• **Problem description**
What do the lines say from the one containing "SELECT bbox FROM objects WHERE label = 'frog's head';" to the end of the records? Restate them word for word, and only those.

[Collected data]

<<<<

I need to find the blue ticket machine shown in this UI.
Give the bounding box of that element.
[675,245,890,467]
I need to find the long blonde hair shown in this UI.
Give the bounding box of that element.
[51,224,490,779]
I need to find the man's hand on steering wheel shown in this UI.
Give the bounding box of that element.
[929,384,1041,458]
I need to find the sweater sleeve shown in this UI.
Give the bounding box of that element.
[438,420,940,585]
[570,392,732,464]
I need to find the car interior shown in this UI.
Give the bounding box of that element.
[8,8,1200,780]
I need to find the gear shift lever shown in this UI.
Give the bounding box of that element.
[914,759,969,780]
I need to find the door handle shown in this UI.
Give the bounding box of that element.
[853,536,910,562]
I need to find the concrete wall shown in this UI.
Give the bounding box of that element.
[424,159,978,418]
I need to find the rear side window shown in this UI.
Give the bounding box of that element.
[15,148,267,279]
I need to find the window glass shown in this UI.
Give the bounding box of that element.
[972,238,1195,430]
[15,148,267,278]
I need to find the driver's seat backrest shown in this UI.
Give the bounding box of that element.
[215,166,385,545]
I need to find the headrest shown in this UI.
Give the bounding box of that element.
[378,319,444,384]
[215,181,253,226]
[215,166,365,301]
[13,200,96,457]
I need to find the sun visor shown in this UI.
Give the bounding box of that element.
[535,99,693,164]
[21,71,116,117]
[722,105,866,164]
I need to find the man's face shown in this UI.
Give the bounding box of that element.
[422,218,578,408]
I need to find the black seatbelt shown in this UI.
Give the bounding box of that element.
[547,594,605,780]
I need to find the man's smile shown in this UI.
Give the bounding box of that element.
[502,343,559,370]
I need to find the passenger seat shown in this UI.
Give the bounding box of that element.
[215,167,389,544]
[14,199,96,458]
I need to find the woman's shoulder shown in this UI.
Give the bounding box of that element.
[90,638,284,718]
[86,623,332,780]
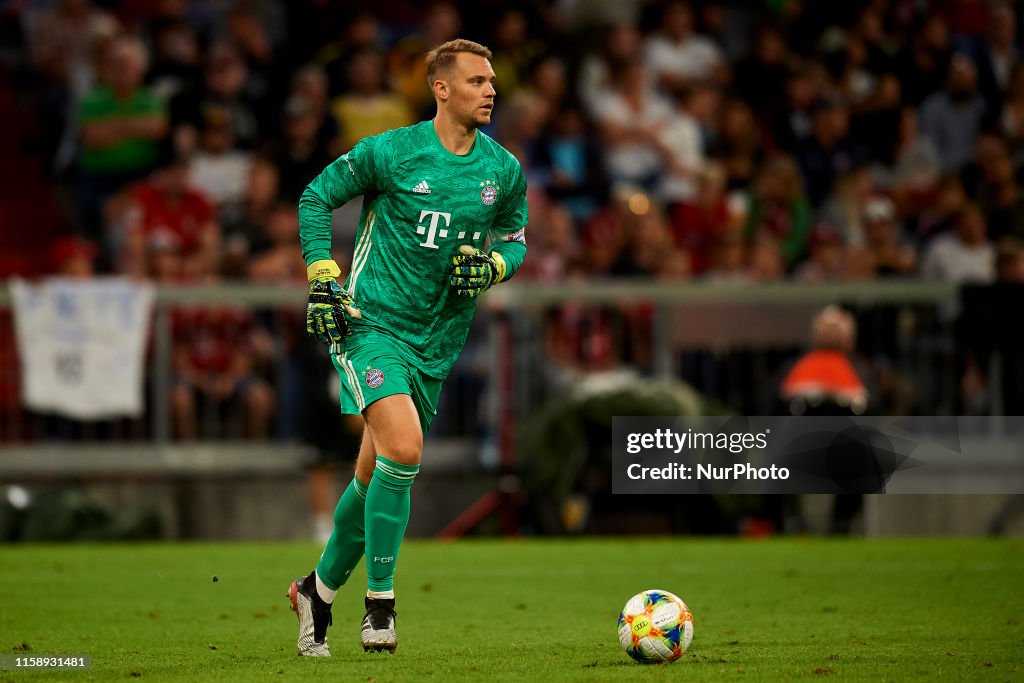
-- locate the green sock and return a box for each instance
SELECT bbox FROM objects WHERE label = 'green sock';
[365,456,419,592]
[315,477,368,590]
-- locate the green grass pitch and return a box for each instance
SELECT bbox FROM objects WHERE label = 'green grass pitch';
[1,538,1022,681]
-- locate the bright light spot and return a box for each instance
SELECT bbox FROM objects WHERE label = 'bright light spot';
[628,192,650,216]
[7,485,30,509]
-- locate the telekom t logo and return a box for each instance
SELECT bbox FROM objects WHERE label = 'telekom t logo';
[416,210,450,249]
[416,210,482,248]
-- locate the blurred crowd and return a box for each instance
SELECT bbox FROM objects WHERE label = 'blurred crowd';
[11,0,1024,288]
[8,0,1024,436]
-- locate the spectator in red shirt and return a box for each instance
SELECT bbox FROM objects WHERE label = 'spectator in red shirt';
[795,223,846,283]
[670,161,732,274]
[170,301,274,440]
[781,305,869,415]
[50,236,98,278]
[149,247,274,440]
[780,305,874,534]
[117,154,220,278]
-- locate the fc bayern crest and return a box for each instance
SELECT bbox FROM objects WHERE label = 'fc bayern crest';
[365,368,385,389]
[480,180,500,205]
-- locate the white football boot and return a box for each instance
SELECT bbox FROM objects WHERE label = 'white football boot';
[287,573,332,657]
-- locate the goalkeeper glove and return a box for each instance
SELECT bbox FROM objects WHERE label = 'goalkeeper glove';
[449,245,508,298]
[306,259,361,354]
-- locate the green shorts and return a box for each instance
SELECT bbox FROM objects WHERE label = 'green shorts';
[331,333,444,434]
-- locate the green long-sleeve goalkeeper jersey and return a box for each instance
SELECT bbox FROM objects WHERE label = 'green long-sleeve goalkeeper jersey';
[299,120,529,379]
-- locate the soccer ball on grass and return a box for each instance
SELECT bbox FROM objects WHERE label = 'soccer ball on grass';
[617,589,694,663]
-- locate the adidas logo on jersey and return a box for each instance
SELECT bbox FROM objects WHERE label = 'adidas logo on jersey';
[412,181,431,194]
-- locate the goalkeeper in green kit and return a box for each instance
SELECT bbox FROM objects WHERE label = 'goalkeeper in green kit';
[287,39,528,656]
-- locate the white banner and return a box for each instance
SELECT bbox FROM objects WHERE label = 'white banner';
[10,277,154,419]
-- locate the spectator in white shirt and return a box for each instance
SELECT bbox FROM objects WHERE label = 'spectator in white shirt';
[578,21,644,115]
[921,203,995,283]
[189,105,252,208]
[656,85,707,204]
[644,0,726,97]
[591,57,674,192]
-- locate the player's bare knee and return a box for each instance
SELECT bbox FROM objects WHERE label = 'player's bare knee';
[380,445,422,466]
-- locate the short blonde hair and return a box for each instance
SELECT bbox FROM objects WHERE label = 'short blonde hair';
[425,39,493,87]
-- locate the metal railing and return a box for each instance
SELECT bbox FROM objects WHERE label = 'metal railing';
[0,279,961,449]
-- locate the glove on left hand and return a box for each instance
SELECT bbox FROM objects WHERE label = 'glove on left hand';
[449,245,507,298]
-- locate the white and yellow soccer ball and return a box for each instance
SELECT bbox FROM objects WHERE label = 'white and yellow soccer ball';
[617,589,694,663]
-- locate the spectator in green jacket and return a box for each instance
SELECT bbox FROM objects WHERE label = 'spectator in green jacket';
[75,35,168,242]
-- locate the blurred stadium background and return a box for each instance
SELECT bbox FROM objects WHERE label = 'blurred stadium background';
[1,0,1023,543]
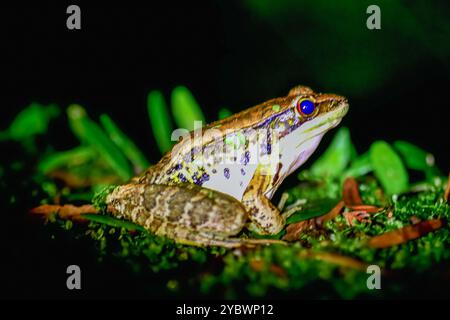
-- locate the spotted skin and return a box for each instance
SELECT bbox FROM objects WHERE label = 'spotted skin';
[106,86,349,247]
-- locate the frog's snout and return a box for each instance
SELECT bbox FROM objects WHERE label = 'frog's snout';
[317,93,349,116]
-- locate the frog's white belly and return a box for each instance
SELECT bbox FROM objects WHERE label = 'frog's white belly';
[202,163,257,200]
[264,132,325,199]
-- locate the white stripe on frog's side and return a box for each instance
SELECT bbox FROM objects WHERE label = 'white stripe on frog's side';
[202,163,257,201]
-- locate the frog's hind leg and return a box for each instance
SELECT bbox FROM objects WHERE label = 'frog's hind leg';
[107,183,287,248]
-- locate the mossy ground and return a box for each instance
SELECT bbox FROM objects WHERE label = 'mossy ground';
[27,174,450,299]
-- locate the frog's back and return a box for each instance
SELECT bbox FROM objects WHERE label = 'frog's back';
[137,95,289,194]
[141,127,261,200]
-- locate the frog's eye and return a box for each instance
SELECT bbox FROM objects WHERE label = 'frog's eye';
[296,99,316,116]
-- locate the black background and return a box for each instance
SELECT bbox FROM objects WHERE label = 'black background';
[0,1,449,299]
[2,2,449,166]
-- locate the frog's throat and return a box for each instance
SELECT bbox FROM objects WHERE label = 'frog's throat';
[294,102,348,147]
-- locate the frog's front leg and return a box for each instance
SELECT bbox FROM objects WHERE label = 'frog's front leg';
[242,168,285,235]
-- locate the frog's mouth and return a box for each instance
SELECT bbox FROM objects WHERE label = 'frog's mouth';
[295,101,349,147]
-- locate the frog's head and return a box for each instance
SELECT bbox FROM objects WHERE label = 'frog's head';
[278,85,348,139]
[264,85,349,196]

>>>>

• **Answer area**
SELECT bbox FROM objects WHERE label = 'frog's head';
[278,85,348,139]
[264,85,349,196]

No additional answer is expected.